■ Reading passage
When it comes to women’s health advice, there is but one inalienable guideline: You can’t put just anything up there.
There’s a potentially dangerous new trend on the rise: homemade tampons. And while it may seem like a more affordable and eco-friendly option for feminine hygiene, doctors warn that shoppers should beware of these quaint crafts, which could lead to deadly infection.
On the craft haven Etsy, shoppers can buy myriad makeshift menstrual products, including rolled felt attached to string, or cotton cloth pads made with colorful fabrics. There’s even some crochet-knitted tampons, though somewhat confusingly, they’re marketed as toys.
Many claim to be safe alternatives to store-bought period products. But as Dr. Adeeti Gupta puts it, “Save the wool for your sweater!”
Dr. Gupta, the founder and CEO of NY-based Walk in GYN Care, is calling the fringe hygiene trend risky.
“Theoretically all of these make sense, but we don’t really know the long-term effects,” she tells The Post. “It’s true that these materials are ‘natural,’ but we don’t know how they behave for a period of time in the internal vaginal environment.”
She reminds us that the female reproductive organ is not “a receptacle.” It’s home to a host of bacteria and other enzymes, secreted by the vaginal walls.
“How all of these interact with a foreign body is key and we don’t have enough data to see what kind of byproducts or chemicals are generated” by using unvetted vaginal handiwork.
The female genitalia is “delicate” with a unique pH balance that, when unbalanced, can lead to yeast and other bacterial infections. The “chemical environment” of the body can also be harsh, according to Gupta, which may cause insertable products, such as tampons made of yarn or sea sponge, to become “partially disintegrated,” leaving fibers behind after the tampon is removed.
“These could cause vaginal infections and possibly toxic shock syndrome (TSS),” she says, which can lead to rash, high fever, vomiting or diarrhea, muscle aches, seizure, renal failure and death. Moreover, there remains no expert guidance on how to properly clean and care for reusable tampons, pads and panty liners to prevent bacteria buildup, which may also lead to TSS and other illnesses.

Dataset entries
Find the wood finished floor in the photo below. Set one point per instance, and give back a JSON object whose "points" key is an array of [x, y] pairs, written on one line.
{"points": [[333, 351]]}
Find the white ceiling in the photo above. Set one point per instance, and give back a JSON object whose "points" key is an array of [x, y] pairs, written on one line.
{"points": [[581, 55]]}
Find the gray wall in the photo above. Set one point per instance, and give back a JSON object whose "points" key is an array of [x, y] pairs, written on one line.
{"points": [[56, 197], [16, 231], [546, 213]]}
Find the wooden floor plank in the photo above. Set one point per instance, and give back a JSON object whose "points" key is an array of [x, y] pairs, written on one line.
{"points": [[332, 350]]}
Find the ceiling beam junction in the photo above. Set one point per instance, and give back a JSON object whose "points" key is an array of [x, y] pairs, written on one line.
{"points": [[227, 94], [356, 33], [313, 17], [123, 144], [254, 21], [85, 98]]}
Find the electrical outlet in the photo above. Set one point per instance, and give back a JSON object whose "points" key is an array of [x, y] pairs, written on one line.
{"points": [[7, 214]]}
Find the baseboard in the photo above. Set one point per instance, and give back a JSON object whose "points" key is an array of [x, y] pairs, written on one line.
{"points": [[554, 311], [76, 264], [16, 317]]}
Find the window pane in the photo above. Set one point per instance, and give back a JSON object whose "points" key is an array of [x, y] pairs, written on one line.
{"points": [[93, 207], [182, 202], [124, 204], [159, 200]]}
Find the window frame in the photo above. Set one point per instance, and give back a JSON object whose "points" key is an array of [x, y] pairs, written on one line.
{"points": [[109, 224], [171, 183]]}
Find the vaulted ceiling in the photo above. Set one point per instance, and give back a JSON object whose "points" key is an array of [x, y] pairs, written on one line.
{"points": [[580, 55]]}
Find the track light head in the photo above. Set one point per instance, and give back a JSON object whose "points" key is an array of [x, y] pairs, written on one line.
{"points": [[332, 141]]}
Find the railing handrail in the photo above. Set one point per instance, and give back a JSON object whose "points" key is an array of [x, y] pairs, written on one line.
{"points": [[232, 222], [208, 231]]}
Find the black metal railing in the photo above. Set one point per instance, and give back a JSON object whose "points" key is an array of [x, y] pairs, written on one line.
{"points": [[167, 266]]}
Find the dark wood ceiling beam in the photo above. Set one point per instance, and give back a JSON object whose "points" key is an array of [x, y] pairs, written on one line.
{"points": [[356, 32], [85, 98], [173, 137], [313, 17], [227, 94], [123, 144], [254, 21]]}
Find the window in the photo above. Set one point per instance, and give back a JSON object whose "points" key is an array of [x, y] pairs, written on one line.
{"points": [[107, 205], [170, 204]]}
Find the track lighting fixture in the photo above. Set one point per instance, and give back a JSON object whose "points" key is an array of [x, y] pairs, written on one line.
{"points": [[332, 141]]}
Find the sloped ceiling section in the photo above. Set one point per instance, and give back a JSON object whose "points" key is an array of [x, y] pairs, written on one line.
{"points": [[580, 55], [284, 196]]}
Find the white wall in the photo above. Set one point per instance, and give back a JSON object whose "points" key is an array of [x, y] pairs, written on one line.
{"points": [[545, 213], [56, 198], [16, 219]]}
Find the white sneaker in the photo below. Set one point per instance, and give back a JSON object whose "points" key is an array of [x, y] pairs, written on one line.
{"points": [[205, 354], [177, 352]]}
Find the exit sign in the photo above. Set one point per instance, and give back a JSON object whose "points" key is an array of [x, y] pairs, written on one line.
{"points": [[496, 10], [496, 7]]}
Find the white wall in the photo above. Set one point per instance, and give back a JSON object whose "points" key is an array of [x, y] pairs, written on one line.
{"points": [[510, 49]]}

■ What to work on
Resume the article on homemade tampons from the point where it stops.

■ Task answer
Many of the online retailers The Post reached out to didn’t respond to questions about the products’ safety or intended use — save one seller of tampon crochet patterns, referred to as a “toy.” When pressed further on the crocheted objects intended use, the vendor reiterated: “This is a crochet pattern to make a toy (or brooch) in .pdf format. Not real tampons for menstruation.”
Even FDA-approved and store-bought pads and tampons, which often contain chemicals, synthetic materials and fragrances or odor neutralizers, can have a harmful impact on women. Chlorine bleach, for example, which is used to treat cotton fibers for sanitary pads and tampons, is linked to the production of a toxin called dioxin, which may cause cellular damage.
The “ideal material” for a tampon or pad is “inert,” Gupta says, meaning it won’t react with chemicals of the body. When shopping, she suggests women look beyond the front of the box and scrutinize the ingredients. Look out for 100 percent “pure cotton,” she adds, with no perfumes, dyes, chlorine, pesticide residues and other additives.
While Gupta praises efforts to create conscientious female care products, she concludes, “We still do not know how these natural products behave” in the body. Of the quest for the perfect reusable tampon, she says, “I think we are yet to find that product.”